### What you should do
After finding the line that includes "Would you mind marking the white" in the records below, transcribe it and each line after it through the last, exactly, and add nothing.

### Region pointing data

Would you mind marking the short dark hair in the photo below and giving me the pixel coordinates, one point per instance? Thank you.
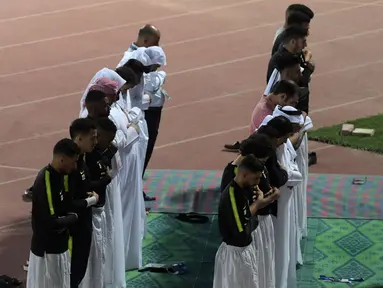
(259, 145)
(106, 124)
(251, 164)
(94, 96)
(277, 127)
(135, 65)
(285, 60)
(301, 8)
(81, 126)
(148, 30)
(298, 18)
(294, 32)
(127, 73)
(286, 87)
(66, 147)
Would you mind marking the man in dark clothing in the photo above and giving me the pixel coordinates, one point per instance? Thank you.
(49, 260)
(294, 18)
(234, 219)
(83, 133)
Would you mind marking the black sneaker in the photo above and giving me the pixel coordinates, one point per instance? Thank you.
(232, 147)
(27, 195)
(148, 198)
(312, 158)
(26, 266)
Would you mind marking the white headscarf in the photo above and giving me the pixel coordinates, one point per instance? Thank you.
(147, 56)
(284, 111)
(274, 78)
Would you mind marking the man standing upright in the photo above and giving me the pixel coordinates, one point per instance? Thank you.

### Result for this exercise
Would you mind marking the white headscarf in the photo above and giving me the pixel coordinates, one point per instance? Thank you.
(147, 56)
(284, 111)
(274, 78)
Would you mind marking the man standing upright in the photo above and giving me the pixel coordinates, one point per instance? Thank you.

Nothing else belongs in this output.